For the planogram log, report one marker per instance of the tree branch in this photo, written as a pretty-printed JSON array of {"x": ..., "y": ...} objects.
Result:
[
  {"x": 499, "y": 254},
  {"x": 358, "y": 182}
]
::::
TASK BRIEF: Copy the data above exactly. Every line must be included.

ANSWER:
For the planogram log, report one marker per instance of the tree branch in this photo, written as a pretty-printed JSON array of {"x": ..., "y": ...} objects.
Result:
[
  {"x": 499, "y": 254},
  {"x": 358, "y": 182}
]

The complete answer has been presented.